▸ **CHALLENGE**
In the forum thread below, what time does JoJo say to be online for the JD reveal?

▸ **TEXT EXCERPT**
Kind of like whats happening to me then  Do we get a reveal tonight or can I have an early night????


----------



## JoJo (Mar 2, 2011)

embee said:


> Kind of like whats happening to me then  Do we get a reveal tonight or can I have an early night????


Giggling here .. Mandy lots of hair dye works for me ... as for an early night well JD's have brought the reveal forward.. yes Pushy JoJo was on the case .. can't take the laptop to bed .. hubby thinks I am a little strange at the best of times .. 

So see you online at 9pm ... for the JD reveal .. think it maybe a double wammy of two litters ...


----------



## Sarette (Mar 21, 2011)

JoJo said:


> Giggling here .. Mandy lots of hair dye works for me ... as for an early night well JD's have brought the reveal forward.. yes Pushy JoJo was on the case .. can't take the laptop to bed .. hubby thinks I am a little strange at the best of times ..
> 
> So see you online at 9pm ... for the JD reveal .. think it maybe a double wammy of two litters ...


I'll be there!


----------



## jools (Nov 11, 2010)

Awwwwww, wot a lovely story, stephen got his little chocolate in the end - this is why i'm adicted to this site ............ facebook pahh!!!!


----------



## JoJo (Mar 2, 2011)

Oh dear ... Stephen may have to give up Woody 2 ..... as my daughter has just peeked over my shoulder and started saying " ahhh its so cute .. ahhhh ahhh ahhh"

I think she needed a choccy puppy too.... I will tell her to beg her Daddy...that always works .....


----------



## embee (Dec 27, 2010)

JoJo said:


> Oh dear ... Stephen may have to give up Woody 2 ..... as my daughter has just peeked over my shoulder and started saying " ahhh its so cute .. ahhhh ahhh ahhh"
> 
> I think she needed a choccy puppy too.... I will tell her to beg her Daddy...that always works .....


JoJo you are shameless. Not only are you plotting to take Woody 2 away from Stephen (not a chance there) but you are unleashing child pester power on your poor hubby on a rainy Sunday afternoon


----------



## JoJo (Mar 2, 2011)

embee said:


> JoJo you are shameless. Not only are you plotting to take Woody 2 away from Stephen (not a chance there) but you are unleashing child pester power on your poor hubby on a rainy Sunday afternoon


Hi Mandy... All is fair when it comes to getting another puppy.... The weather is terrible here (where are you South East .. are you close to me?) .. got to go on another pack walk ha ha ha well walking Oakley and hoping Eevee is more up for some sideways walking .. love her.

▸ **STORED RECORDS**
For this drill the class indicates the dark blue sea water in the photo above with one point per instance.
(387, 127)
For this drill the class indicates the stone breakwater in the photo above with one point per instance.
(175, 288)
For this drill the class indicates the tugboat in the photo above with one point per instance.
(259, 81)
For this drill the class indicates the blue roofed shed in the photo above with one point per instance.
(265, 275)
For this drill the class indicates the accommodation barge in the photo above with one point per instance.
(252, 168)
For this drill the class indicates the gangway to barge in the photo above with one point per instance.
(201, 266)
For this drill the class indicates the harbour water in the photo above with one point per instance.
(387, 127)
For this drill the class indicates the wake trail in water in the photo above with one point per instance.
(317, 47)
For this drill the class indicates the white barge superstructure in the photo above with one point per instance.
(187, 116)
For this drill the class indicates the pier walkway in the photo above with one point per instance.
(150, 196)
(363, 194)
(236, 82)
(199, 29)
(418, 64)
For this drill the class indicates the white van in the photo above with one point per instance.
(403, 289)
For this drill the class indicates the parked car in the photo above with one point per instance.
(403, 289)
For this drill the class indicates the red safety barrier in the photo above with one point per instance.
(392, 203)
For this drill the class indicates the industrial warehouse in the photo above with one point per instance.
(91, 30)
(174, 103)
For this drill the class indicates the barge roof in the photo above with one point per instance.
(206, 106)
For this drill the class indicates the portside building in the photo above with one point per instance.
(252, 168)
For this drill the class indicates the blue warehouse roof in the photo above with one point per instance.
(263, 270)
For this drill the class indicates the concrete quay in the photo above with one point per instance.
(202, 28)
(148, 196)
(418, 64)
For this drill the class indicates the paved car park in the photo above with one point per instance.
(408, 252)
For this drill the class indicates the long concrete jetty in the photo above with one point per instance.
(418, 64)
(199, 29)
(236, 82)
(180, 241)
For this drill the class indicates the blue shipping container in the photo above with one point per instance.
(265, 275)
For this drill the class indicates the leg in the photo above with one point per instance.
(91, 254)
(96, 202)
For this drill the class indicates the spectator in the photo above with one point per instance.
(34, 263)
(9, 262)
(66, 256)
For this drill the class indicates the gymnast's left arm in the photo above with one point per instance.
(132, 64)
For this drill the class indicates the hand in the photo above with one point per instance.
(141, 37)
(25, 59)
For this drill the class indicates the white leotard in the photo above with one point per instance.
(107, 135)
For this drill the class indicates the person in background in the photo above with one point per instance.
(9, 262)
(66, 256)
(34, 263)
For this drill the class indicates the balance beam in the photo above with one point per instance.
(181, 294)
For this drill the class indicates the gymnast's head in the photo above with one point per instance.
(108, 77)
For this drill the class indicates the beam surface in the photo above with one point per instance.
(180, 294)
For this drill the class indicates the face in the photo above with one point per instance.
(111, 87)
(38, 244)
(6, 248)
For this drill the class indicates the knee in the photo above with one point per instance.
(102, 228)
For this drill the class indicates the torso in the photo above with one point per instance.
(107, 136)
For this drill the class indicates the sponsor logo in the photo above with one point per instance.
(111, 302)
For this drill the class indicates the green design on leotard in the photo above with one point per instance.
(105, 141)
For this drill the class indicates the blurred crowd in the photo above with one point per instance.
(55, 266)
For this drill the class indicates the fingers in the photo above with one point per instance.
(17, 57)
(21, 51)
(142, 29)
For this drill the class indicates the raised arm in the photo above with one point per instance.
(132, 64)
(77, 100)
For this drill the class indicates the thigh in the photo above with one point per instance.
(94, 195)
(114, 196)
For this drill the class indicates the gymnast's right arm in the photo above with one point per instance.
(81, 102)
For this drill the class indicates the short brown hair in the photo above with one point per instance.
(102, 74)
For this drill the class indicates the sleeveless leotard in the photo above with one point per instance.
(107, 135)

▸ **SOLUTION FOR THIS PROBLEM**
9pm